• [Requirement 1]:
Answer these questions using the working group minutes:
(a) Who chaired the meeting?
(b) In which city was the meeting held?
(c) At what time did the meeting start?

• [Reading passage]:
= = = = =
RIPE 54 ENUM WG Minutes
10 March 2007 - Tallinn
Chair: Carsten Schiefner
Scribe: Alex Le Heux

Webcast and Feedback Archives:
http://www.ripe.net/ripe/meetings/ripe-54/presentations/thursday.html

A. Admin Matters

Welcome
14:00 - start

Scribe, Jabber
Alex Le Heux, RIPE NCC
Jos Bouwmans RIPE NCC

Finalise Agenda
No extra items

Approve RIPE 53 minutes

  • Niall O'Reilly, ENUM WG co-Chair mentioned off-list comments about affiliations. These have been removed very recently.
  • There were no other comments.
  • The minutes were approved.
= = = = =
• [Requirement 2]: Update the records from the line with "Target: team name lettering on pants" to the line with "x=517 y=654" by replacing "team name lettering" with "team logo". Leave everything else unchanged, and give only those lines.
= = = = =
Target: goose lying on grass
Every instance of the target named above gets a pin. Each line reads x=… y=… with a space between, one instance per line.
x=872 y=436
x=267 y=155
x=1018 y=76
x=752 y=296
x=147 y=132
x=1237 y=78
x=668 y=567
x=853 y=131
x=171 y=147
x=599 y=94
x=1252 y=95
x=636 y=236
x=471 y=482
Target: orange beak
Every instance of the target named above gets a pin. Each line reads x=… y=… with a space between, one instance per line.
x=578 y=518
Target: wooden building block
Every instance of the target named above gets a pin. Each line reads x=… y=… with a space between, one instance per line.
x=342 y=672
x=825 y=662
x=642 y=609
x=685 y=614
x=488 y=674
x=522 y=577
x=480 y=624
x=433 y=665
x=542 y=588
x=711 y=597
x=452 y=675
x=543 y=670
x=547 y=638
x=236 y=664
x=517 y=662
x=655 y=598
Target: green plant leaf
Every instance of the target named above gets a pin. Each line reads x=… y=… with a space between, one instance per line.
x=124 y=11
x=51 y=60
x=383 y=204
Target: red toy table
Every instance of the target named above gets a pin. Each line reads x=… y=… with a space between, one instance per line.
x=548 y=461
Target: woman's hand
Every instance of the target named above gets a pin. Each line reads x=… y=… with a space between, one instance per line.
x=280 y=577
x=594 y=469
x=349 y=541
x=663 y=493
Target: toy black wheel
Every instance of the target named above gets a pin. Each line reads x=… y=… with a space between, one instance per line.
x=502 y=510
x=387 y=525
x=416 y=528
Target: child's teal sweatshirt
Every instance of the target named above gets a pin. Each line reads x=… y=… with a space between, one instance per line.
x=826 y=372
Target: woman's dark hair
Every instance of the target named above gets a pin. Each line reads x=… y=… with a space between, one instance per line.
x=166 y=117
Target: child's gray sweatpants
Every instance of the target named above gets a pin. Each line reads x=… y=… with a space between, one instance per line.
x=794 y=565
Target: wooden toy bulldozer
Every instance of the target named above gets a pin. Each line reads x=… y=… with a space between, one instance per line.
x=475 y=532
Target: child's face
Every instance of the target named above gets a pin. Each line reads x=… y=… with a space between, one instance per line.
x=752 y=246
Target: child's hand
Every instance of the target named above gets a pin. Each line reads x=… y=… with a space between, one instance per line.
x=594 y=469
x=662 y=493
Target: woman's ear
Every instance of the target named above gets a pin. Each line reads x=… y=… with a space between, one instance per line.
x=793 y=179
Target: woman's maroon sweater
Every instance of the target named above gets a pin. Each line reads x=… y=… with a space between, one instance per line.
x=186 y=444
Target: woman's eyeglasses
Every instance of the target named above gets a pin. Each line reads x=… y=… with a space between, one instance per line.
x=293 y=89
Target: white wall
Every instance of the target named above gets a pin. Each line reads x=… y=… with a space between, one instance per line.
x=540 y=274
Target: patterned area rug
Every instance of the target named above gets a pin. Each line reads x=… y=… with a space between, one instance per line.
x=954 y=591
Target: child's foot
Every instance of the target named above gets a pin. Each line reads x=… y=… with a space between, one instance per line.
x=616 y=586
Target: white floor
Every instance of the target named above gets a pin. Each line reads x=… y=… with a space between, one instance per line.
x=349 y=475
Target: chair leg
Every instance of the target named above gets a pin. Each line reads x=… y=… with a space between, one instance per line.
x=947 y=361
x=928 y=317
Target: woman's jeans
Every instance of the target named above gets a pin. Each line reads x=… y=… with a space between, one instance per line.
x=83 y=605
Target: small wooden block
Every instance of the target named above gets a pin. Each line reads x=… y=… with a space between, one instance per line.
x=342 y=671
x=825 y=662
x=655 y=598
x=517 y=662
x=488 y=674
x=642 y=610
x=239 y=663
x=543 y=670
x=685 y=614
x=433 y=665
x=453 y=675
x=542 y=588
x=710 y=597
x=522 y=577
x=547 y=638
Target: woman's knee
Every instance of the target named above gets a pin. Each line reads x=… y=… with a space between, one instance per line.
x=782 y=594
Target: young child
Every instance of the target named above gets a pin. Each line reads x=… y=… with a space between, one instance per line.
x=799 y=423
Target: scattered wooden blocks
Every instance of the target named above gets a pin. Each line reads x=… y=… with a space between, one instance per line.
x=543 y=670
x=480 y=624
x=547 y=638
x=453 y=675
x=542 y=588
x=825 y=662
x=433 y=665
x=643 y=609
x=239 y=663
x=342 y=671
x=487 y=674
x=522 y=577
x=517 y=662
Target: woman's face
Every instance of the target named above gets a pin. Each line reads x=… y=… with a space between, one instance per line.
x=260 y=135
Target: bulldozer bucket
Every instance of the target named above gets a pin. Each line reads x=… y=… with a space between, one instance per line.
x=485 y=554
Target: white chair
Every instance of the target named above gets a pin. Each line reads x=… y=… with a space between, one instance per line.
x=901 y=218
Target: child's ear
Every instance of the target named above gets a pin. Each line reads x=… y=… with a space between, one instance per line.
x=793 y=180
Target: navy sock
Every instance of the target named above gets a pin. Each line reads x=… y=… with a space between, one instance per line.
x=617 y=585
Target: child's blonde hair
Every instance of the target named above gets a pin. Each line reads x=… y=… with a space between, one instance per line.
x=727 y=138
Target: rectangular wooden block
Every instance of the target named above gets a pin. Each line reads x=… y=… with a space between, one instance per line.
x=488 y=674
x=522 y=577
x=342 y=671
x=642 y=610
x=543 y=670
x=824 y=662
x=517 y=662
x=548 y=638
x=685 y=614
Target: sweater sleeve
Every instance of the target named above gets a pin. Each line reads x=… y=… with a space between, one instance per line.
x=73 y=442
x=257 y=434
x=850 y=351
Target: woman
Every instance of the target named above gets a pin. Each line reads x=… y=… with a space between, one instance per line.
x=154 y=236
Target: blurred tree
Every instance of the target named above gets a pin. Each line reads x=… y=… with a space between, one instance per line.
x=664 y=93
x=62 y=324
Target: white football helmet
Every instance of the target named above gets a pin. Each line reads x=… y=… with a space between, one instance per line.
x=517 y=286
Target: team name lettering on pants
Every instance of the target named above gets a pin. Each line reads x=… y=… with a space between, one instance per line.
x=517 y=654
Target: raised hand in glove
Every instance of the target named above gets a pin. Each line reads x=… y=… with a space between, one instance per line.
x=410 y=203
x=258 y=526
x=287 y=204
= = = = =
• [Right answer 1]:
(a) Carsten Schiefner
(b) Tallinn
(c) 14:00

• [Right answer 2]:
Target: team logo on pants
Every instance of the target named above gets a pin. Each line reads x=… y=… with a space between, one instance per line.
x=517 y=654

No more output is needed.